§ Фрагмент текста
Шрифт:
Сходным образом и Франсуа-Огюст Минье во вступлении к своей «Истории Французской революции» заявлял, что все стадии революционного процесса были «почти неминуемыми» («presque oblig'ees») и их «невозможно было ни избежать, ни контролировать». По его убеждению, революция была закономерностью, а не исторической случайностью:
Было бы опрометчиво утверждать, будто внешняя сторона событий не могла бы быть иной; но нет сомнения в том, что революция, при тех причинах, которые ее вызвали, и тех страстях, которые она использовала или пробуждала, должна была идти и закончиться именно так 361 .
361
Mignet F. A. Histoire de la R'evolution Francaise depuis 1789 jusqu’en 1814 / 5e 'ed. Bruxelles, 1828. T. I. P. 3–4; Библиотека Пушкина. С. 289. № 1168, все страницы разрезаны.
Таким образом, труды французских историков-романтиков обычно охватывают обширный период времени и, иллюстрируя повествование тщательно отобранными красочными деталями и яркими анекдотами, стремятся установить конечную цель (телос) событий и выявить в эпохе или процессе главную причину, их определяющую. Например, у Тьерри это Нормандское завоевание, которое предопределило последующие конфликты и классовое разделение английского общества; у Гизо – расширение прав и свобод простого народа как движущая сила цивилизации и т. п.
Самым ярым сторонником и защитником нового исторического учения в России был Николай Полевой. Его брат Ксенофонт вспоминает, что знакомство с трудами Гизо, Кузена и Тьерри в конце 1820-х годов «не вдруг, но быстро изменило взгляд его на историю России» 362 . В 1829 году Полевой опубликовал критическую статью об «Истории государства Российского» Карамзина, в которой, отдав должное «неотъемлемым достоинствам и заслугам нашего незабвенного Историка», назвал его при этом «историком прошедшего века», которому была недоступна истинная, высшая идея истории, и противопоставил «историкам новейшим» – Тьерри, Гизо, Баранту и др. Современный историк, писал он, «соображает ход человечества, общественность, нравы, понятия каждого века и народа, выводит цепь причин, производивших и производящих события», тогда как труд Карамзина – это скорее летопись деяний, чем попытка понять общую идею русской истории и дух русского народа 363 . Книга самого Полевого «История русского народа» представляла собой откровенное подражание французским образцам и была задумана как «современный» ответ на устаревшие методы Карамзина.

§ Состав задания
• 1. Перепечатайте из фрагмента отрывок начиная со слов «Таким образом, труды» и заканчивая словами «цивилизации и т. п.».
• 2. В каком году, согласно фрагменту, Полевой опубликовал критическую статью об «Истории государства Российского» Карамзина?
Опирайтесь только на этот фрагмент.

§ Исходные данные
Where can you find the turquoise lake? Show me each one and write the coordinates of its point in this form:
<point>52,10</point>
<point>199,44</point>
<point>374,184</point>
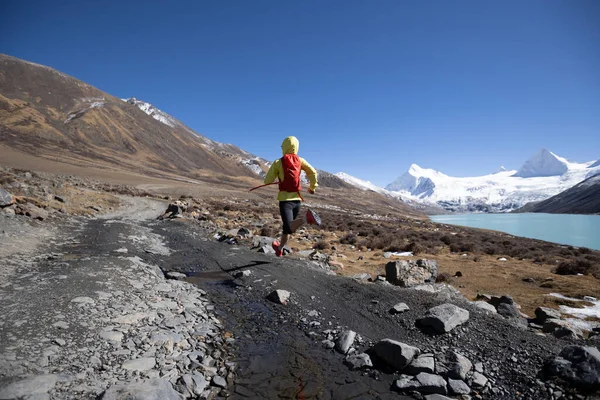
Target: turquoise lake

§ Решённые задачи
• 1.
Таким образом, труды французских историков-романтиков обычно охватывают обширный период времени и, иллюстрируя повествование тщательно отобранными красочными деталями и яркими анекдотами, стремятся установить конечную цель (телос) событий и выявить в эпохе или процессе главную причину, их определяющую. Например, у Тьерри это Нормандское завоевание, которое предопределило последующие конфликты и классовое разделение английского общества; у Гизо – расширение прав и свобод простого народа как движущая сила цивилизации и т. п.

• 2. В 1829 году.